- [SOURCE EXCERPT]
Seller Tools

Supermetrics vs Gorilla ROI: I Paid for Supermetrics and Here's I Found

Last updated -
May 28, 2026

Article Summary

✅ Supermetrics vs Gorilla ROI isn't apples to apples. Supermetrics is a multi-channel marketing data connector built for agencies and analytics teams. It connects 170+ platforms on a query-on-demand architecture.

✅ Gorilla ROI is a narrower Supermetrics alternative for ecommerce teams that need deep data sets for Amazon, Shopify, and Walmart data in Google Sheets.

✅ In our two-month test, larger Amazon account took 10 to 15 minutes to load for Supermetrics, and timed out enough that we decided not to move forward with more testing.

Supermetrics vs Gorilla ROI on your mind?

This article is a one-to-one comparison. For the full category view, see our Gorilla ROI alternatives guide.

I Paid for Supermetrics. Here Is What Our Test Showed.

Last year I subscribed. Here's proof.

I connected our Amazon account. I opened the sidebar, configured a query for 90 days of order data across our catalog, and clicked "Get Data."

Then I waited.

At the time, the Amazon account I was testing had about 50 SKUs and roughly 200 orders a day.

The goal was simple: connect the account, pull Amazon data into Google Sheets, and see learn more from how the best in the industry did things.

The issue showed up during larger pulls.

A query would run for 10 to 15 minutes. During that time, the sheet stayed in an updating state, so I could not comfortably use the workbook. I would step away, wait it out, come back, and sometimes the query had timed out. Then I had to rerun it.

We ran this as a controlled test for two months before canceling. And the problem compounded: each day of new volume added more data for the next query to process, so the lag grew longer over time. By now, I've realized that Supermetrics is much better suited towards marketers where every new row of data isn't important.

Supermetrics Is Built for Broad Marketing Data

Supermetrics is strongest when the job is pulling data from many marketing and business sources.

Its own documentation describes Supermetrics as a platform with many source connectors, and its pricing is organized around destinations, data sources, users, accounts, refresh frequency, warehouses, and API access.

That makes sense if your team needs data from:

  • Google Ads
  • Meta Ads
  • LinkedIn Ads
  • TikTok Ads
  • GA4
  • Search Console
  • CRM tools
  • Email platforms
  • Shopify
  • Amazon sources
  • Other marketing channels

If your job is agency-style marketing reporting across many platforms, Supermetrics is a great fit. We clearly don't have the breadth of integrations.

- [SET TASK A]
Pull out every line of the records below that contains the string “curly”, matching case exactly.

- [DATA FOR THIS TASK]

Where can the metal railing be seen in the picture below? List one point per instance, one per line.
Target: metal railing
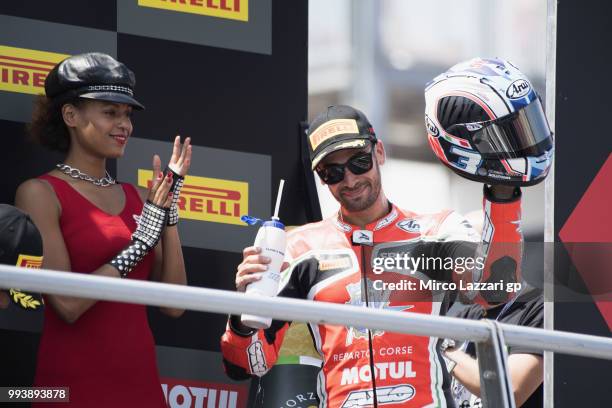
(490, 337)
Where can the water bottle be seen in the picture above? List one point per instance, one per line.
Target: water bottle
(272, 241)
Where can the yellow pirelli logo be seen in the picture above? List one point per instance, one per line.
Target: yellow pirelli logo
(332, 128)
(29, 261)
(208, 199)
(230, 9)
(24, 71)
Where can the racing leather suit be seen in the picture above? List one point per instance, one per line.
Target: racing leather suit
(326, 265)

* * *

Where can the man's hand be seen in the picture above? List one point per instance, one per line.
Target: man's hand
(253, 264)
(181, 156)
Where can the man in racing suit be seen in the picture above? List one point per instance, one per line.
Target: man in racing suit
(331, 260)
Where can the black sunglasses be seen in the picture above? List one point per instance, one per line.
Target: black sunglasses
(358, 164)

...

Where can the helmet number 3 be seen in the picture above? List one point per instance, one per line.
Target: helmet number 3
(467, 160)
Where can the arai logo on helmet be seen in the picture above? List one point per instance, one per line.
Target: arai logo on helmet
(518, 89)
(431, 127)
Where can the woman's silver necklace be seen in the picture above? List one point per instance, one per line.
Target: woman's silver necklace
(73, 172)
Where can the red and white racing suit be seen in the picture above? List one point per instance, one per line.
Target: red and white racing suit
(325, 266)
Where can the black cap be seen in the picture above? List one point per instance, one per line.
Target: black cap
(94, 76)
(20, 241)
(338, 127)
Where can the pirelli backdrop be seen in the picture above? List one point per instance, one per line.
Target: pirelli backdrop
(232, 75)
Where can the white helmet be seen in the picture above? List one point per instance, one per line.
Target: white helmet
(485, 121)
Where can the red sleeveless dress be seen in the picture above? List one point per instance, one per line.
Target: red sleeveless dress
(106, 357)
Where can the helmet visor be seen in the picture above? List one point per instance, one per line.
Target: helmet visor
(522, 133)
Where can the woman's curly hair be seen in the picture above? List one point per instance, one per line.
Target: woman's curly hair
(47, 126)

- [SET TASK B]
Extend the Supermetrics and Gorilla ROI comparison above, picking up after its final sentence.

- [REPLY A]
Where can the woman's curly hair be seen in the picture above? List one point per instance, one per line.
Target: woman's curly hair

- [REPLY B]
But that is not the same job as running an ecommerce operating workbook.

Amazon, Shopify, and Walmart data has a different shape. You are dealing with orders, SKUs, refunds, fees, settlements, inventory, ad spend, channel mapping, and internal product names. The work is not just “get data into Sheets.” The work is getting the right ecommerce data into a structure your team can use without constant cleanup.

The Real Question is Breadth or Ecommerce Fit

A Supermetrics alternative should not be judged only by connector count.

Connector count matters when your pain is source coverage. If you need one platform to pull from dozens of marketing tools, breadth matters.

But if your pain is ecommerce reporting, the better question is:

Can this tool pull the Amazon, Shopify, and Walmart data my team actually uses, and can it land in Google Sheets in a reliable structure?

Here's an easy comparison table for you.

| Decision factor | Supermetrics | Gorilla ROI | |---|---|---| | Main fit | Broad marketing and business data collection | Ecommerce data in Google Sheets | | Best buyer | Marketing teams, agencies, analysts | Ecommerce founders, managers, and teams | | Source strategy | Many connectors across many industries | Narrower focus on Amazon, Shopify, and Walmart | | Sheet workflow | Query setup and refresh design matter | Data lands for ecommerce spreadsheet workflows | | Amazon use case | Useful when Amazon is one source in a wider marketing stack | Built around Amazon operating data in Sheets | | Shopify use case | Useful when Shopify is part of a wider marketing dataset | Built to place Shopify beside Amazon and Walmart | | Walmart use case | Useful for selected Walmart-related reporting needs | Built for Walmart seller data inside an ecommerce workbook | | Main trade-off | More breadth, more query planning | Less breadth, more ecommerce fit |

Query Size Matters More Than Setup

A connector can connect correctly and still be a poor fit for your workflow.

That was our Supermetrics test. Authentication was not the problem. The data puling and waiting process was the problem.

Supermetrics own Google Sheets documentation says large queries can run into Google Apps Script limits, and it recommends shorter date ranges, fewer metrics and dimensions, or splitting big queries into smaller ones.

Their quota documentation also says one query can create many API requests depending on selected metrics and dimensions, and they recommend reducing request size when limits are hit. See Supermetrics daily request quota documentation

Those are reasonable recommendations.

But for ecommerce teams, those workarounds itself becomes a chore and frustrating limitation.

Shorter ranges, split pulls, fewer fields, and reruns may be fine for an analyst managing a controlled report. They are not ideal when your team wants to open the sheet and start working.

That is the practical difference between Supermetrics and Gorilla ROI.

Supermetrics vs Gorilla ROI?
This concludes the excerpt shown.